==== Bloco de texto

Causo: O Dia em que Escapei de Boa

Houve uma época em que os bichos falavam, as galinhas tinham dentes e eu fazia tradução intermitente, na área de negócios, acredite se quiser. Mas, início de carreira, a gente faz de tudo e se acha o maioral.
Um dia, fui chamado para discutir uma participação num encontro. A promotora era uma pequena firma de auditoria, com mais pretensões do que fundos. Chegando lá, não demorou para perceber que não ia dar certo. Logo na recepção, havia um quadro com uma lista completa das outras firmas que faziam a glória do grupo no mundo todo e uma delas ficava na "Ilha do Homem". Apavorei. O dono sofria de logorreia desenfreada e falava sem parar. Além disso, sendo um tanto surdo, falava aos berros. Tinha convidado um amigo para me testar e o amigo sabia menos inglês do que eu, se é que sabia alguma coisa. Era brabo.
Depois das amenidades consuetudinárias, uma introdução de meia hora sobre a glória do grupo e da conferência de que eu ia ter a felicidade única de participar, fui informado que haveria, além dos americanos e ingleses, uns tantos hispanófonos.
A presença de três línguas exige simultânea pura, que eu não faço. Expliquei isso e expliquei que poderia recomendar colegas que fizessem. Como, para piorar, era uma reunião de dia inteiro (ao contrário do que me tinham informado) eram quatro profissionais por cabine, oito ao todo, mais o aluguel do equipamento. Fora de propósito, claro, porque o grupo estava em uma fase transitória de alguma contenção nas despesas, mas isso não é problema meu.
O cara insistiu que eu devia fazer uma tradução inglês-portunhol. Recusei. Para tudo há um limite. Acabou ali a conversa. Ele disse que ele próprio faria a interpretação. Consegui ficar com a boca fechada. Agradeci, me despedi, saí, tomei um café num bar próximo, para estabilizar o estômago e voltei para a casa. Começo de carreira, pouco serviço, um serviço perdido era algo de muito importante. Paciência.
Depois, soube do resultado, por conhecidos comuns.
A reunião se deu na própria firma. Como o dono sofria de logorreia desenfreada e, além de tudo, se viu na posição de participante e intérprete, teve uma apoteose mental pirotécnica e, nas raras ocasiões em que deixava alguém falar, na hora de traduzir, comentava, analisava, agregava,  retrucava. No meio da reunião, alguém cometeu o erro de protestar, o que agravou ainda mais a situação, porque a resposta dele foi altíssona, grandíloqua e sesquipedal e a tradução foi pior ainda. Para coroar, o inglês do cara era uma miséria do cão.
Em suma, escapei de boa.
Obrigado pela visita e até amanhã, quando posto coisas sérias de novo.

6 comentários:

julio disse...

hahahahahah. muito boa

Anônimo disse...

========
==== Registros fornecidos

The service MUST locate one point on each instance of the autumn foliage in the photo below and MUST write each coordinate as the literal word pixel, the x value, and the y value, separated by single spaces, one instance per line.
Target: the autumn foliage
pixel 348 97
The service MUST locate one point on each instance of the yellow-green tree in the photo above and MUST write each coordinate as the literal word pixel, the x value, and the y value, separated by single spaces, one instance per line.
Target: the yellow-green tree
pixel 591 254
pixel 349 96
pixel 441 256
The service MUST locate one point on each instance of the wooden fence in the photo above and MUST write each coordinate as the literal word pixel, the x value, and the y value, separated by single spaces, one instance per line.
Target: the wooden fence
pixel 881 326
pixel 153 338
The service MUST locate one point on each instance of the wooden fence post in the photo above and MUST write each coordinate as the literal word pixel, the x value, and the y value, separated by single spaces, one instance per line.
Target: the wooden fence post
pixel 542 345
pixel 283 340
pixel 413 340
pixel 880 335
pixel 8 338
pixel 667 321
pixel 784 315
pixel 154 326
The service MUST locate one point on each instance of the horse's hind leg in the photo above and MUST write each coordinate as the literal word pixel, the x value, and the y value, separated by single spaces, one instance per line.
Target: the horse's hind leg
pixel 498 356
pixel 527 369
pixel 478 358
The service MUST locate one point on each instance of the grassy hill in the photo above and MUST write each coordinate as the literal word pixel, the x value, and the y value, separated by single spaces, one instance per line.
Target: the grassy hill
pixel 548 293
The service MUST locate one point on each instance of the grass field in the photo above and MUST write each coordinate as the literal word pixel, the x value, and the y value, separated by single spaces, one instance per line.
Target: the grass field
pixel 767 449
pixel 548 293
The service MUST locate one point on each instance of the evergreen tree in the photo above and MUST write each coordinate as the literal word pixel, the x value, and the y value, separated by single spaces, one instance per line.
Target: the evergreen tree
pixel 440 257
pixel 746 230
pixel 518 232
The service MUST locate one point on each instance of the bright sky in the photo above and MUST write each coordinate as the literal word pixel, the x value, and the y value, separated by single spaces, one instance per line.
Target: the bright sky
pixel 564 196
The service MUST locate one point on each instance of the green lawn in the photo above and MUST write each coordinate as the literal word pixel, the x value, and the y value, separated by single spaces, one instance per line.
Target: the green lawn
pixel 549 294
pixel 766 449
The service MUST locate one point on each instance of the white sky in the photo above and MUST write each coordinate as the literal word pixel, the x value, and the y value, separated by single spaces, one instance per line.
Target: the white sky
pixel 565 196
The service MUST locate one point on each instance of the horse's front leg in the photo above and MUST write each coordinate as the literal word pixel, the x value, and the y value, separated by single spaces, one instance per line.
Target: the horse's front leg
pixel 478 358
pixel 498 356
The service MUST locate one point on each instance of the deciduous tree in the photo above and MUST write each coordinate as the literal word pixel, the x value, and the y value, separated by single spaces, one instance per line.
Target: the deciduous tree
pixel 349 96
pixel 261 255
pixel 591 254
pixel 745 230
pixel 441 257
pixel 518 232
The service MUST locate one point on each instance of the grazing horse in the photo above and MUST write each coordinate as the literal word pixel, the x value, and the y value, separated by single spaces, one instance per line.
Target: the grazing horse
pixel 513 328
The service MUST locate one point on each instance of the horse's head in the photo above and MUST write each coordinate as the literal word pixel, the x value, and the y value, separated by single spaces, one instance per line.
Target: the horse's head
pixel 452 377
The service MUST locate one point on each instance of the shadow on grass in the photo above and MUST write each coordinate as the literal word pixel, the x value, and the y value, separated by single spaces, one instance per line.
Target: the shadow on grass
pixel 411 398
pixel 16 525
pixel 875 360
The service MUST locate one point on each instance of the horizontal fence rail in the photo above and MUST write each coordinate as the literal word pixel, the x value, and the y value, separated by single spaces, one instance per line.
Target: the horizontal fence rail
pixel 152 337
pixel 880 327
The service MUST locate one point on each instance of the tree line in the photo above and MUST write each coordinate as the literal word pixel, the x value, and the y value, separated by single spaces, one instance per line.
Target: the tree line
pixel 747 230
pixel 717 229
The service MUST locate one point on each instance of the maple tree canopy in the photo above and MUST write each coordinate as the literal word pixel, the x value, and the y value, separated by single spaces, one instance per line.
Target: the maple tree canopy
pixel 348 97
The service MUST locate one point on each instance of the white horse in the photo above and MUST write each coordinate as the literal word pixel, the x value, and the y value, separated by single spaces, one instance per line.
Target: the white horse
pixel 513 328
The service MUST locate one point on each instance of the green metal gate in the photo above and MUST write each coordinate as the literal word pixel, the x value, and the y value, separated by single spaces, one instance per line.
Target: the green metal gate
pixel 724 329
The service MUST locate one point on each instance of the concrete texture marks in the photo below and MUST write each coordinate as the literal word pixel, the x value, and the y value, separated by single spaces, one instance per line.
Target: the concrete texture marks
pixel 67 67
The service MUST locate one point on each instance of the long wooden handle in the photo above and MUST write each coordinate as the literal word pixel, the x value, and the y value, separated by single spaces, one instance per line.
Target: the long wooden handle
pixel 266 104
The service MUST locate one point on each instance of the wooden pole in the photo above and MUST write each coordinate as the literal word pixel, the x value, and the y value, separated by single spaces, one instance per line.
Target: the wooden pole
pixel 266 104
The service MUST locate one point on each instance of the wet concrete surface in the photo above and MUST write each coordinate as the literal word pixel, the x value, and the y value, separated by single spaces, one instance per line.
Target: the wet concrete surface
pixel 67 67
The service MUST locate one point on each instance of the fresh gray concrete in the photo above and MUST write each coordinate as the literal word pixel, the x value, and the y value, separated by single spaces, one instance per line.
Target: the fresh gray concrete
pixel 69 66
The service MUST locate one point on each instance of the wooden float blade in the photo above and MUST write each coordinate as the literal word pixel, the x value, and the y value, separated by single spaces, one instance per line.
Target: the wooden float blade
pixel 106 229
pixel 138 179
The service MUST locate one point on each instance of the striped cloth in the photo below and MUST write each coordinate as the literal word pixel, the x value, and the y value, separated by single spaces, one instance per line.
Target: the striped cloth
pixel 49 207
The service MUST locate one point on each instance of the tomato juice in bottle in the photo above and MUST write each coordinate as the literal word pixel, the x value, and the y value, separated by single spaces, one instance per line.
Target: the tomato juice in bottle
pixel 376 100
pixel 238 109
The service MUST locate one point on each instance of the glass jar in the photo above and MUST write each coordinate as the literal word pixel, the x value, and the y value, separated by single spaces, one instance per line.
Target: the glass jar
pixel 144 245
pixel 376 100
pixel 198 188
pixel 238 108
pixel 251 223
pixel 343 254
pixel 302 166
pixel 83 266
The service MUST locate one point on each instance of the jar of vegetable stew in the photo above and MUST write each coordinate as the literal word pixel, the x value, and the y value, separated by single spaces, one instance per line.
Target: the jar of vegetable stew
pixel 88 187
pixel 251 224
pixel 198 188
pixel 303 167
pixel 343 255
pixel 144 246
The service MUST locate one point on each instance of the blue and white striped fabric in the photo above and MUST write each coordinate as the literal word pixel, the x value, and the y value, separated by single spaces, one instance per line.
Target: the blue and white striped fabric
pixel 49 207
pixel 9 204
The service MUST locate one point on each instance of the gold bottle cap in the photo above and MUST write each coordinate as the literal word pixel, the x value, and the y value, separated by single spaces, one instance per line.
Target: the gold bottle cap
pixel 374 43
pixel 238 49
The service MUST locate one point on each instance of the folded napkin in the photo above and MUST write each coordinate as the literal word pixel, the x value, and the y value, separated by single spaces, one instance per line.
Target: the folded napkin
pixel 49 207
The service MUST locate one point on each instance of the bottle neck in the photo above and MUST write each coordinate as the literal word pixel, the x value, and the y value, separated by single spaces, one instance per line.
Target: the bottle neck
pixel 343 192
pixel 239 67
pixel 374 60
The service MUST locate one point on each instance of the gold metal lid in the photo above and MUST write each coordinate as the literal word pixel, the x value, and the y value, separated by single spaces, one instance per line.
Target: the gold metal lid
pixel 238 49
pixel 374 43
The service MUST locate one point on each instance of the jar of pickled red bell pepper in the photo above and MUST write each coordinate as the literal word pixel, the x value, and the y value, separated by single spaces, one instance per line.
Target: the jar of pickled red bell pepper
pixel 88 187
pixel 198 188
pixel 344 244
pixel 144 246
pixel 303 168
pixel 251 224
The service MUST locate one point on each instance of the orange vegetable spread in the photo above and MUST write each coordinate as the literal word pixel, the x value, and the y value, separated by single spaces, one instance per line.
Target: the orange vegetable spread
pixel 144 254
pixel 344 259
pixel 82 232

========

§ **Tarefas**:
(a) No causo, que tipo de firma era a promotora do encontro?
(b) Reescreva nos registros todo o trecho que vai da linha com "of the grassy" até a linha com "pixel 565 196", inclusive, trocando "service" por "system" e sem alterar mais nada. Entregue somente esse trecho.

§ **Respostas completas**:
(a) Era uma pequena firma de auditoria, com mais pretensões do que fundos.

(b)
The system MUST locate one point on each instance of the grassy hill in the photo above and MUST write each coordinate as the literal word pixel, the x value, and the y value, separated by single spaces, one instance per line.
Target: the grassy hill
pixel 548 293
The system MUST locate one point on each instance of the grass field in the photo above and MUST write each coordinate as the literal word pixel, the x value, and the y value, separated by single spaces, one instance per line.
Target: the grass field
pixel 767 449
pixel 548 293
The system MUST locate one point on each instance of the evergreen tree in the photo above and MUST write each coordinate as the literal word pixel, the x value, and the y value, separated by single spaces, one instance per line.
Target: the evergreen tree
pixel 440 257
pixel 746 230
pixel 518 232
The system MUST locate one point on each instance of the bright sky in the photo above and MUST write each coordinate as the literal word pixel, the x value, and the y value, separated by single spaces, one instance per line.
Target: the bright sky
pixel 564 196
The system MUST locate one point on each instance of the green lawn in the photo above and MUST write each coordinate as the literal word pixel, the x value, and the y value, separated by single spaces, one instance per line.
Target: the green lawn
pixel 549 294
pixel 766 449
The system MUST locate one point on each instance of the white sky in the photo above and MUST write each coordinate as the literal word pixel, the x value, and the y value, separated by single spaces, one instance per line.
Target: the white sky
pixel 565 196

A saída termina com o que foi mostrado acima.